__WORK TO BE COMPLETED__:
Omit the images, then output each of the records below exactly.
start INFORMATION GIVEN
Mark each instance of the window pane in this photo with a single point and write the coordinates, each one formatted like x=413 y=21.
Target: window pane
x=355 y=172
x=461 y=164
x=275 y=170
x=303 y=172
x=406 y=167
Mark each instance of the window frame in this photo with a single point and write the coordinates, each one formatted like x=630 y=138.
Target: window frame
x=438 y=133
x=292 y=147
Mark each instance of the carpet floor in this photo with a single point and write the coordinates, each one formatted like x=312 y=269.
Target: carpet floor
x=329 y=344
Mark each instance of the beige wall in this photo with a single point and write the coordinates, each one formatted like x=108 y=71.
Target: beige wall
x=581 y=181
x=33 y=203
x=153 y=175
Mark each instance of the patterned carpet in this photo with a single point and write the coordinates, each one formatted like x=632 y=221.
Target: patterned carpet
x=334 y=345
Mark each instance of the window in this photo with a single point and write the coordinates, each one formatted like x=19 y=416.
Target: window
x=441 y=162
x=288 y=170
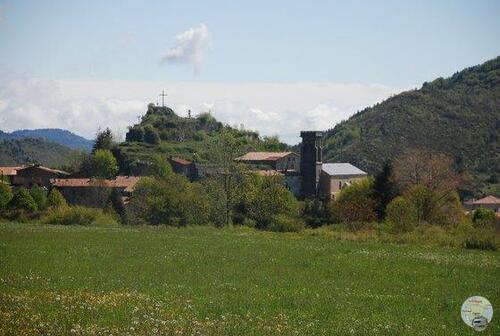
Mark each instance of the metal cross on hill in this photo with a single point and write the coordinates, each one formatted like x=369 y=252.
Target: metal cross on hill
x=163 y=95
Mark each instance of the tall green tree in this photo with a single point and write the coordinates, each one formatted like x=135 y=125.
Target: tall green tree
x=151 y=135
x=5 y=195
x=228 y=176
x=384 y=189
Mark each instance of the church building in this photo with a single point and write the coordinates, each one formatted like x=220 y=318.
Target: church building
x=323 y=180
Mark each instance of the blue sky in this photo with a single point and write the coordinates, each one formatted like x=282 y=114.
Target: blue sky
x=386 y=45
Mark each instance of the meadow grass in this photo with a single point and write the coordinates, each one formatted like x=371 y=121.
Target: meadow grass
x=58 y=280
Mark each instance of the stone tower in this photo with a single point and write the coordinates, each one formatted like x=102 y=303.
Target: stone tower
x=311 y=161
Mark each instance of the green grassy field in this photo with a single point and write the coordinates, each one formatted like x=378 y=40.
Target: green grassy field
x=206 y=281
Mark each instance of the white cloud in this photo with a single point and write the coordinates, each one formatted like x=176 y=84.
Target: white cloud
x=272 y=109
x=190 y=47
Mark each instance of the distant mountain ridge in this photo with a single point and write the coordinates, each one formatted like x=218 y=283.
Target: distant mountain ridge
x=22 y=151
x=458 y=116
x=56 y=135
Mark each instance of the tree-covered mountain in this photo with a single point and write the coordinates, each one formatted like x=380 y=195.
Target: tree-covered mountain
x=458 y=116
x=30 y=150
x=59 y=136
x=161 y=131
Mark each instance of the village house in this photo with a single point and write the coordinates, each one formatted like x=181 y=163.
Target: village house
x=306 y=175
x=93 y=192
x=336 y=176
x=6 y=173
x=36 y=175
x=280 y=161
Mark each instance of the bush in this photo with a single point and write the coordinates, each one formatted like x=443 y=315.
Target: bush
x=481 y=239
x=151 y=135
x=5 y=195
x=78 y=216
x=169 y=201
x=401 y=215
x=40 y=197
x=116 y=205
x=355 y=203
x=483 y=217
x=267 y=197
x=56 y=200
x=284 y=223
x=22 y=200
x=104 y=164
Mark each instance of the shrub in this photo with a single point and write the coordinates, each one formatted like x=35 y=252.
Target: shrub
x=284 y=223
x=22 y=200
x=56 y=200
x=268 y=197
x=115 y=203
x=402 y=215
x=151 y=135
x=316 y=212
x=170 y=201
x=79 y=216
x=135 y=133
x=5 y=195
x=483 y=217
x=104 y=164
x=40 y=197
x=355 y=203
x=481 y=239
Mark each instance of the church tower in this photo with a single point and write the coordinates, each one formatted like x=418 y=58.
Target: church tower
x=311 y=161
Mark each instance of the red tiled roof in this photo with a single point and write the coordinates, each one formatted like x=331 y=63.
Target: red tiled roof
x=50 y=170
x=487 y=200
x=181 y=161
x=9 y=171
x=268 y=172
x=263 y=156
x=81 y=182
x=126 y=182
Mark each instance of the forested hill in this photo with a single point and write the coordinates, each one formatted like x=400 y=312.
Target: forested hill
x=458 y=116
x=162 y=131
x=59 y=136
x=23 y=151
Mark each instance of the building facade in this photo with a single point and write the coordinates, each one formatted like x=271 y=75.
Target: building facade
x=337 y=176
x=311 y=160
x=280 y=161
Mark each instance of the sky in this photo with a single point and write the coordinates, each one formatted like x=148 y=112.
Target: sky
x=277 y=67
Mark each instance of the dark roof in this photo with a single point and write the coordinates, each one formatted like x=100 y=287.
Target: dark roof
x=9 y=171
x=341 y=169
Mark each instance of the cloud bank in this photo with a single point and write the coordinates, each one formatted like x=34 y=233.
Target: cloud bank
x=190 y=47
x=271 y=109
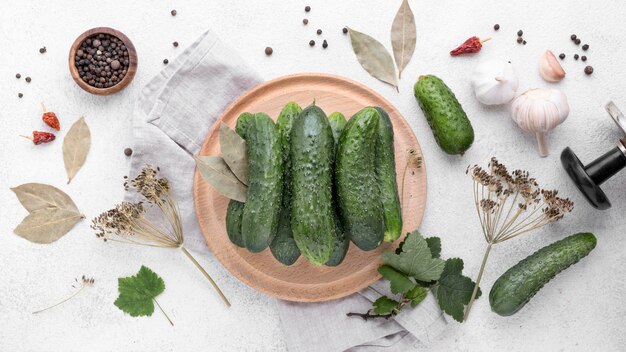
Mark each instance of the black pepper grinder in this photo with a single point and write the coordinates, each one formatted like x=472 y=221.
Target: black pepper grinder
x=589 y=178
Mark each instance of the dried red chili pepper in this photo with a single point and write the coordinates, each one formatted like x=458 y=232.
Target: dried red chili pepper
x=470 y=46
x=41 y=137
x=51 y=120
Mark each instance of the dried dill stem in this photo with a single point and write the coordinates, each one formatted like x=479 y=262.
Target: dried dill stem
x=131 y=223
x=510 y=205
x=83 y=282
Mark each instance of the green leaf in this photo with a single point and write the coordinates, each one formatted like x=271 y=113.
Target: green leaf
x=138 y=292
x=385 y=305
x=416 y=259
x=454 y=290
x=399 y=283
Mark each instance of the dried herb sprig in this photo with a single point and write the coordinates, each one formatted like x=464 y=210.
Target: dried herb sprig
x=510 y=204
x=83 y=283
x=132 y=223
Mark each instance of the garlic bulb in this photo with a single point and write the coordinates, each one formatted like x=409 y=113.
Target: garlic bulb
end INFORMATION GIVEN
__PROBLEM SOLUTION__:
Mark each instance of the window pane in this photo with a single point and write the coordinates, each one formatted like x=413 y=21.
Target: window pane
x=355 y=172
x=461 y=164
x=275 y=170
x=303 y=172
x=406 y=167
Mark each instance of the window frame in this photo with a single point and write the coordinates, each one formatted like x=630 y=138.
Target: window frame
x=438 y=133
x=292 y=147
Mark each instance of the carpet floor in this photo with a single point and write the coordinates, each one formatted like x=312 y=269.
Target: carpet floor
x=329 y=344
Mark each instance of the beige wall in this photo with a single point and write the coordinates, each one formatted like x=108 y=71.
Target: beige wall
x=581 y=181
x=33 y=203
x=153 y=175
Mark each instance of the patterned carpet in this photo with a single point and write the coordinates, each one formatted like x=632 y=221.
Target: patterned carpet
x=334 y=345
Mark each instance of the window in this photo with a single point and write the coordinates, each one formatted like x=19 y=416.
Target: window
x=441 y=162
x=288 y=170
Mark each instance of the metal cross on hill in this photo with a single point and write the coordinates, each one formatted like x=369 y=252.
Target: metal cross on hill
x=163 y=95
Mark each instance of the tall green tree in this photo with a single point and write the coordinates, each one formatted like x=135 y=125.
Target: tall green tree
x=151 y=135
x=5 y=195
x=228 y=176
x=384 y=189
Mark each instance of the church building in this photo with a single point and write the coordinates, each one formatted like x=220 y=318.
Target: church building
x=323 y=180
Mark each instance of the blue sky in this photo with a single point and write the coordinates, each one formatted like x=282 y=114.
Target: blue sky
x=386 y=45
Mark each instance of the meadow grass in this photo with a single point and write the coordinates, each one formatted like x=371 y=121.
Target: meadow grass
x=58 y=280
Mark each instance of the stone tower in this photo with a single point and write the coordinates, each one formatted like x=102 y=303.
Target: stone tower
x=311 y=161
Mark each instance of the green grassy field in this photo with a single point and write the coordinates, each one formatted like x=378 y=40.
Target: green grassy field
x=206 y=281
Mark each instance of the white cloud in this photo with a single point and write the coordinates, each one formatted like x=176 y=84.
Target: white cloud
x=272 y=109
x=190 y=47
Mark each instance of the distant mountain ridge in this photo with a single point and write the coordinates, each one formatted like x=218 y=283.
Target: distant mountain ridge
x=22 y=151
x=458 y=116
x=56 y=135
Mark each instance of the tree-covered mountain in this photo with a single point and write the coordinates, each one formatted like x=380 y=195.
Target: tree-covered mountain
x=458 y=116
x=30 y=150
x=59 y=136
x=161 y=131
Mark each instance of the village house in this photo with a single point and write the coordinates, each one formatted like x=181 y=163.
Target: village house
x=306 y=175
x=93 y=192
x=336 y=176
x=6 y=173
x=36 y=175
x=280 y=161
Mark each instance of the bush in this photo with a single point and write the coordinates, each one formatted like x=443 y=315.
Target: bush
x=481 y=239
x=151 y=135
x=5 y=195
x=78 y=216
x=169 y=201
x=401 y=215
x=40 y=197
x=116 y=205
x=355 y=203
x=483 y=217
x=267 y=197
x=56 y=200
x=284 y=223
x=22 y=200
x=104 y=164
Mark each instance of the shrub in this photo with a single point and write the coordinates, each one formatted like x=35 y=252.
Target: shrub
x=284 y=223
x=22 y=200
x=56 y=200
x=268 y=197
x=115 y=203
x=402 y=215
x=151 y=135
x=316 y=212
x=170 y=201
x=79 y=216
x=135 y=133
x=5 y=195
x=483 y=217
x=104 y=164
x=40 y=197
x=355 y=203
x=481 y=239
Mark each instance of the church tower in this photo with a single point and write the coordinates, each one formatted like x=418 y=58.
Target: church tower
x=311 y=161
Mark each instance of the red tiled roof in this photo with a single point and write the coordinates, each one formatted like x=331 y=63.
Target: red tiled roof
x=50 y=170
x=487 y=200
x=181 y=161
x=9 y=171
x=268 y=172
x=263 y=156
x=81 y=182
x=126 y=182
Mark each instance of the forested hill in this photo with a single point and write the coordinates, each one formatted like x=400 y=312.
Target: forested hill
x=458 y=116
x=162 y=131
x=59 y=136
x=23 y=151
Mark each instance of the building facade in this photo with a single point and write the coordinates, each one formatted like x=271 y=75.
Target: building facade
x=337 y=176
x=311 y=160
x=280 y=161
Mark each instance of the sky in this photo with a single point and write the coordinates, each one formatted like x=148 y=112.
Target: sky
x=277 y=67
Mark each instance of the dark roof in this photo with a single point and write the coordinates, each one formatted like x=100 y=287.
Target: dark roof
x=9 y=171
x=341 y=169
Mark each instance of the cloud bank in this photo with a single point and write the coordinates, each one formatted like x=34 y=233.
Target: cloud bank
x=190 y=47
x=271 y=109
Mark each instance of the black pepper grinder in this photo with a single point and write the coordinates, each one formatted like x=472 y=221.
Target: black pepper grinder
x=589 y=178
Mark each instance of the dried red chili pepper in this photo with a single point and write the coordinates, each one formatted like x=458 y=232.
Target: dried red chili pepper
x=470 y=46
x=41 y=137
x=51 y=120
Mark each instance of the dried dill stem in this photo with a single point and write the coordinates, each one formatted like x=479 y=262.
Target: dried dill stem
x=131 y=223
x=510 y=205
x=83 y=282
Mark each instance of the green leaf in this photo with a single point and write the coordinates, each one formatted like x=271 y=113.
Target: green leaf
x=138 y=292
x=385 y=305
x=416 y=259
x=454 y=290
x=399 y=283
Mark each instance of the dried herb sprig in this photo with a single point and write the coordinates, each one formatted like x=464 y=210.
Target: dried herb sprig
x=510 y=204
x=83 y=283
x=132 y=223
Mark each instance of the garlic bulb in this photo with a single point and write the coordinates, each one formatted like x=409 y=113.
Target: garlic bulb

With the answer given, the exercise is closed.